[Travail demandé]:
1. Répondez aux questions suivantes d'après l'entretien sur le viol en temps de guerre.
(a) Pendant combien de jours les participants au sommet de Londres vont-ils travailler ?
(b) De quelle ville Sœur Victoria Chiharhula Msola est-elle originaire ?
(c) La défaite de quel mouvement est citée comme une raison de la diminution des violences ?
2. Poursuivez l'entretien sur le viol en temps de guerre à la suite de sa dernière phrase.

[Texte fourni]:
********************

(RV) Entretien- Le viol en temps de guerre : c’est le thème d’un sommet sans
précédent qui s’ouvre ce mardi à Londres. Il sera présidé par le chef de la diplomatie
britannique William Hague et par une star d’Hollywood, Angelina Jolie. Pendant quatre
jours, des ministres des Affaires étrangères, des policiers et des juristes vont tenter
de mettre au point une stratégie pour combattre le recours au viol comme arme de guerre.
A
cette occasion, nous vous proposons le témoignage d’une femme qui a fait de ce combat
une des priorités de son apostolat. Sœur Victoria Chiharhula Msola est une missionnaire
de Notre Dame d’Afrique. Elle est originaire de Bukavu, en RDC. Elle est actuellement
coordinatrice du projet Justice, paix et intégrité de la création, au niveau de sa
congrégation
De 2000
à 2007, j’étais basé à Bukavu. C’était le moment de la guerre et pendant ce temps,
tant de violences se sont passées. Alors, lorsque j’avais un peu de temps libre, je
partais avec les équipes de la Caritas dans les villages détruits où on a brulé des
maisons, où on a violé des femmes en masse, où on a massacré et on a pris des jeunes
filles en forêt, etc. Nous allions pour apporter un réconfort à ces gens. On amenait
des vivres et nous passions des nuits entières à écouter des histoires qui, si on
ne les vit pas, nous semblent de la fiction.
Est-ce que cette réalité
que vous avez connue perdure aujourd’hui ? Il tend à diminuer grâce à la défaite
du Mouvement du 23 mars qu’on appelle le M23 et tous les efforts qu’on fait pour sensibiliser
la population. Mais, ça continue.
La violence sexuelle pendant les guerres,
ça a toujours existé. Mais ce qui a caractérisé les violences de ces dernières années,
c’est qu’il y a derrière une stratégie. Est-ce que vous me confirmez cet aspect des
choses ? La violence exercée pour détruire des populations, pour détruire des pays.
C’est justement quand on voit l’étendue, les méthodes, la méchanceté avec
laquelle les violences sont commises. J’ai vu les groupes d’âge qui sont compris entre
18 mois et 75 ans. Ils entrent dans un village et ils font des viols systématiques.
Après avoir violé les femmes, ils commencent à détruire leurs organes génitaux. Ils
les coupent à la baïonnette, au couteau, avec des morceaux de bois, des fusils. Ces
dernières années, on est même en train d’utiliser de l’acide pour brûler complètement
les organes génitaux des femmes. Ça, c’est une volonté d’éliminer ce peuple car quand
on détruit les femmes, on détruit la vie.

********************

Entrées de données extraites
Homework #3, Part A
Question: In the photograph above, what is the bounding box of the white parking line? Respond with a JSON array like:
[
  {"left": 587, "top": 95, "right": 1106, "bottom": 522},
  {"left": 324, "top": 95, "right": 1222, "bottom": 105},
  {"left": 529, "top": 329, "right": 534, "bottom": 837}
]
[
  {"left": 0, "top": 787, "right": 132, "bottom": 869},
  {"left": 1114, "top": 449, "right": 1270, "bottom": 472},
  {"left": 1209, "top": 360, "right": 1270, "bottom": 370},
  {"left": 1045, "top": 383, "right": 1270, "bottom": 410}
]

********************

[Réponses rédigées]:
1.
(a) Pendant quatre jours.
(b) De Bukavu, en RDC.
(c) Du Mouvement du 23 mars, appelé le M23.

2.
Vous parliez du M23. Est-ce que
ces méthodes horribles que vous venez de décrire sont adoptées par d’autres groupes
? Ce n’est pas seulement le M23 qui adopte ces méthodes. Il y a des FDLR dans
la forêt. Dans les villages que j’ai visité, c’étaient surtout les FDLR qui commettaient
ces crimes. Mais il y a aussi des groupes armés de toute sorte parce que dans la région,
il y a plus ou moins quinze groupes armés. Et chaque groupe armé commet des violences
pour montrer leur autorité. On chasse certains groupes et ils fuient dans un autre
endroit. Pour se venger d’avoir été chassé, c’est sur les femmes qu’ils se précipitent.
Il y a même eu des cas où l’armée nationale a été accusée.
Est-ce qu’il
n’y a pas aussi un problème d’impunité, de connivence ? Alors là, vous êtes
dans le cœur des vrais raisons pour lesquelles cette violence continue. C’est justement
parce qu’il y a de l’impunité. Même quand les villageois se sont réunis pour attraper
au moins un du groupe, il l’amène et deux jours après, le type revient. Et quand il
revient, il est dix fois pire parce qu’il va se venger. L’impunité, c’est la plus
grande raison pour laquelle ces histoires continuent et qui parle d’impunité, parle
de corruption parce que ces gens-là peuvent seulement s’enfuir quand ils ont payé.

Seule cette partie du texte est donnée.